WHAT THE TASK REQUIRES
All the data below goes into the copy word for word, but the pictures don't.

Image point grounding data

------------------------

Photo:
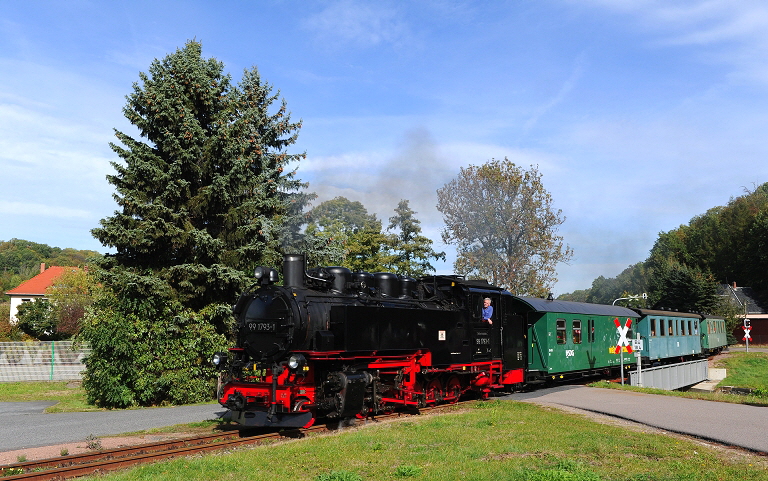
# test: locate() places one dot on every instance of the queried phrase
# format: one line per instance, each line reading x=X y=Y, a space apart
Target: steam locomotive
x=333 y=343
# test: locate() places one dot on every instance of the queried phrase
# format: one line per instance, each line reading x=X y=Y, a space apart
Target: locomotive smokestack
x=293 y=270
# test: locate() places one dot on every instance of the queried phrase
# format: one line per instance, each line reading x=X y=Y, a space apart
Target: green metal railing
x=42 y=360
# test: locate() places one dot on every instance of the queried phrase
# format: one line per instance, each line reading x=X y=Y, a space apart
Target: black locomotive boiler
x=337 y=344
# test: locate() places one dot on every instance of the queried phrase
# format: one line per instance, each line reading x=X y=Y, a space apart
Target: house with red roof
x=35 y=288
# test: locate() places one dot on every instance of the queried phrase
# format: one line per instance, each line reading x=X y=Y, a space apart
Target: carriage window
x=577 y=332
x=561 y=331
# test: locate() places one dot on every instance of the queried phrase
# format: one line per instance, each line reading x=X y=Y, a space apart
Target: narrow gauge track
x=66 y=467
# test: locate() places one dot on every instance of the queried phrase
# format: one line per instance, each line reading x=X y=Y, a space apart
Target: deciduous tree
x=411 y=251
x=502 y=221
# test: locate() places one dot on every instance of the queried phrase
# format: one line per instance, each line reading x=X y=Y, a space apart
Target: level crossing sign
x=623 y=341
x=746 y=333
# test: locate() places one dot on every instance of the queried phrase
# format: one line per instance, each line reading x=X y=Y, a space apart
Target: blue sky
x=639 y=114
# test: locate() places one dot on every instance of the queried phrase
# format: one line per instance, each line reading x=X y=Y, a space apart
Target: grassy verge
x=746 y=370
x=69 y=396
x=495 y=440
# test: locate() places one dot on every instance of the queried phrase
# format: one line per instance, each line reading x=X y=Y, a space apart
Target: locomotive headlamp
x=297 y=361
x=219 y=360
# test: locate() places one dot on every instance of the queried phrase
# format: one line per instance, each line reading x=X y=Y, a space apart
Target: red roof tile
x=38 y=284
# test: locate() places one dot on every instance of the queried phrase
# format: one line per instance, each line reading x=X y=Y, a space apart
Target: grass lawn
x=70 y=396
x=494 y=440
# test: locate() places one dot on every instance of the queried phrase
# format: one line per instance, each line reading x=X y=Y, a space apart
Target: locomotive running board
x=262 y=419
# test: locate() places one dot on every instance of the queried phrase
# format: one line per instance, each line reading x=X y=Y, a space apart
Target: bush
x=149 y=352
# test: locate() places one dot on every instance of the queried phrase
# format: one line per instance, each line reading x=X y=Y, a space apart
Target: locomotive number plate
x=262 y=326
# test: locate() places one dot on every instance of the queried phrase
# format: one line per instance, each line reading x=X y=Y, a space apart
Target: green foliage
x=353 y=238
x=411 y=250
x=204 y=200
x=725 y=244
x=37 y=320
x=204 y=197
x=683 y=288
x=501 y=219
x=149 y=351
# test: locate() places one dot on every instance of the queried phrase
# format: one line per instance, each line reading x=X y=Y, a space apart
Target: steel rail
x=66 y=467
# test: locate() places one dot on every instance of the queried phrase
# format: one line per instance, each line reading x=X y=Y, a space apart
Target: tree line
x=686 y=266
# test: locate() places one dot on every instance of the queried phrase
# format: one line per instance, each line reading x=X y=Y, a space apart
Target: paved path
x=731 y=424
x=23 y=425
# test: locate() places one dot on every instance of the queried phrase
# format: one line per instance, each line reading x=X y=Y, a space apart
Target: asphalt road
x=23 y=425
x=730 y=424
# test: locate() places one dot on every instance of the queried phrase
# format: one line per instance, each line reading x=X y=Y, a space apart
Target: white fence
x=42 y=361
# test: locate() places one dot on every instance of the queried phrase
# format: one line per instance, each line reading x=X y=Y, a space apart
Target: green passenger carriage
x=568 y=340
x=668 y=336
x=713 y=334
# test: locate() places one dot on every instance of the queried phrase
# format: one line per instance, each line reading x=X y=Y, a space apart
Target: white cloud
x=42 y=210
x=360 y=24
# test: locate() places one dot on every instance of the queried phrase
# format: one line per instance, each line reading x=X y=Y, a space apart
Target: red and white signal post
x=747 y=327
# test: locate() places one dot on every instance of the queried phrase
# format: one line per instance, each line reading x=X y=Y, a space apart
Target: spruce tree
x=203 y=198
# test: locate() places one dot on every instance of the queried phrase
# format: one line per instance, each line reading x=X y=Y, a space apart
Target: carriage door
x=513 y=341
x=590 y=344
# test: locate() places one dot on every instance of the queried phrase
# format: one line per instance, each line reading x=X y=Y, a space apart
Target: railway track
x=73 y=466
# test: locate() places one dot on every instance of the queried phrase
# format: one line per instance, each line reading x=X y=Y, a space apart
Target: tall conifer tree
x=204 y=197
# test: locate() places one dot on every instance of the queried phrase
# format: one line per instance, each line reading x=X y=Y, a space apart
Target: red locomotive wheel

------------------------

EXERCISE RESPONSE
Photo:
# test: locate() places one dot on every instance of the queried phrase
# format: one line per instance, each line reading x=X y=Y, a space apart
Target: steam locomotive
x=333 y=343
# test: locate() places one dot on every instance of the queried phrase
# format: one line per instance, each line reading x=X y=Y, a space apart
Target: locomotive smokestack
x=293 y=270
# test: locate() places one dot on every instance of the queried phrase
# format: one line per instance, each line reading x=X y=Y, a space apart
Target: green metal railing
x=42 y=360
# test: locate() places one dot on every instance of the queried phrase
# format: one line per instance, each line reading x=X y=Y, a space apart
Target: black locomotive boiler
x=337 y=344
# test: locate() places one dot on every instance of the queried phrase
# format: one line per instance, each line reading x=X y=Y, a space apart
Target: house with red roof
x=35 y=288
# test: locate() places one dot on every instance of the queried phrase
# format: one line per instance, each line reading x=X y=Y, a space apart
Target: carriage window
x=577 y=332
x=561 y=331
# test: locate() places one dot on every instance of the queried phrase
# format: one line per instance, each line reading x=X y=Y, a space apart
Target: narrow gauge track
x=66 y=467
# test: locate() places one dot on every instance of the queried phrase
# format: one line per instance, each line reading x=X y=Y, a space apart
Target: deciduous tree
x=411 y=251
x=502 y=221
# test: locate() places one dot on every instance of the queried phrase
# format: one line per instance, each line reading x=X y=Y, a space apart
Target: level crossing sign
x=623 y=341
x=746 y=333
# test: locate() places one dot on every instance of the queried phrase
# format: one line per instance, each line reading x=X y=Y, a space apart
Target: blue sky
x=639 y=114
# test: locate() places one dot on every instance of the queried phrase
# format: one line per instance, each line reading x=X y=Y, a space apart
Target: grassy verge
x=746 y=370
x=69 y=396
x=495 y=440
# test: locate() places one dot on every instance of the queried phrase
# format: one line per instance, each line reading x=X y=Y, a space apart
Target: locomotive headlamp
x=297 y=361
x=219 y=360
# test: locate() places one dot on every instance of the queried phrase
# format: one line per instance, each line reading x=X y=Y, a space apart
Target: red roof tile
x=38 y=284
# test: locate() places one dot on every instance of the queried phrase
# format: one line per instance, each line reading x=X y=Y, a space apart
Target: grass lawn
x=70 y=396
x=494 y=440
# test: locate() places one dot on every instance of the queried phrase
# format: one line per instance, each line reading x=X y=Y, a space apart
Target: locomotive running board
x=262 y=419
# test: locate() places one dot on every instance of the queried phrase
# format: one line per instance, each line reading x=X y=Y, a space apart
Target: bush
x=149 y=352
# test: locate() places one dot on every instance of the queried phrase
# format: one line per instance, each line reading x=X y=Y, a space apart
Target: locomotive number plate
x=262 y=326
# test: locate() places one dot on every instance of the queried phrase
# format: one line per instance, each line reading x=X y=Y, a space apart
Target: green foliage
x=353 y=238
x=411 y=250
x=204 y=200
x=725 y=244
x=37 y=320
x=204 y=197
x=683 y=288
x=501 y=219
x=149 y=351
# test: locate() places one dot on every instance of the queried phrase
# format: one line per instance, each line reading x=X y=Y, a space apart
Target: steel rail
x=66 y=467
# test: locate() places one dot on every instance of the queried phrase
# format: one line per instance, each line reading x=X y=Y, a space apart
Target: tree line
x=686 y=266
# test: locate() places one dot on every instance of the queried phrase
# format: one line per instance, each line reading x=X y=Y, a space apart
Target: paved path
x=731 y=424
x=23 y=425
# test: locate() places one dot on every instance of the queried phrase
# format: one line per instance, each line reading x=X y=Y, a space apart
Target: asphalt road
x=23 y=425
x=730 y=424
# test: locate() places one dot on every instance of the queried phrase
# format: one line per instance, each line reading x=X y=Y, a space apart
Target: white fence
x=42 y=361
# test: locate() places one dot on every instance of the queried phrase
# format: one line per instance, each line reading x=X y=Y, a space apart
Target: green passenger carriage
x=568 y=340
x=668 y=336
x=713 y=334
# test: locate() places one dot on every instance of the queried phrase
# format: one line per instance, each line reading x=X y=Y, a space apart
Target: white cloud
x=42 y=210
x=360 y=24
# test: locate() places one dot on every instance of the queried phrase
# format: one line per instance, each line reading x=X y=Y, a space apart
Target: red and white signal post
x=747 y=327
# test: locate() places one dot on every instance of the queried phrase
# format: one line per instance, each line reading x=X y=Y, a space apart
Target: spruce tree
x=203 y=198
# test: locate() places one dot on every instance of the queried phrase
# format: one line per instance, each line reading x=X y=Y, a space apart
Target: carriage door
x=513 y=341
x=590 y=344
# test: locate() places one dot on every instance of the queried phrase
# format: one line per instance, each line reading x=X y=Y, a space apart
Target: railway track
x=73 y=466
# test: locate() places one dot on every instance of the queried phrase
# format: one line per instance, each line reading x=X y=Y, a space apart
Target: tall conifer tree
x=204 y=197
# test: locate() places one dot on every instance of the queried phrase
# format: one line per instance, each line reading x=X y=Y, a space apart
Target: red locomotive wheel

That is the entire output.